AIM — Rewrite the paragraph that begins "With dynamic resource allocation" from the GPU allocation page below as a short bulleted list that keeps its main facts.

Manage GPU devices with dynamic resource allocation

This page describes how to configure your GPU workloads to use dynamic resource allocation in your Google Distributed Cloud bare metal clusters. Dynamic resource allocation is a Kubernetes API that lets you request and share generic resources, such as GPUs, among Pods and containers. Third-party drivers manage these resources.

With dynamic resource allocation, Kubernetes schedules Pods based on the referenced device configuration. App operators don't need to select specific nodes in their workloads and don't need to ensure that each Pod requests exactly the number of devices that are attached to those nodes. This process is similar to allocating volumes for storage.

This capability helps you run AI workloads by dynamically and precisely allocating the GPU resources within your bare metal clusters, improving resource utilization and performance for demanding workloads.

This page is for Admins and architects and Operators who manage the lifecycle of the underlying tech infrastructure. To learn more about common roles and example tasks that we reference in Google Cloud content, see Common GKE user roles and tasks.

Before you begin

Before you configure your GPU workloads to use dynamic resource allocation, verify that the following prerequisites are met:

Your bare metal cluster is at version 1.33.0 or later.

GIVEN MATERIAL —

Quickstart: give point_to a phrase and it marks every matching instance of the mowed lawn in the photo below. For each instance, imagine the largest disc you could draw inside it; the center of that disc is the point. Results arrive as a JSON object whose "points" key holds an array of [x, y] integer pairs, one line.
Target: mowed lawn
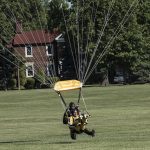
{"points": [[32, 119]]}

ANSWER BELOW —
- Kubernetes schedules Pods based on the device configuration they reference.
- App operators don't have to pick specific nodes for their workloads.
- They also don't have to make sure each Pod requests exactly the number of devices attached to those nodes.
- The process works much like allocating storage volumes.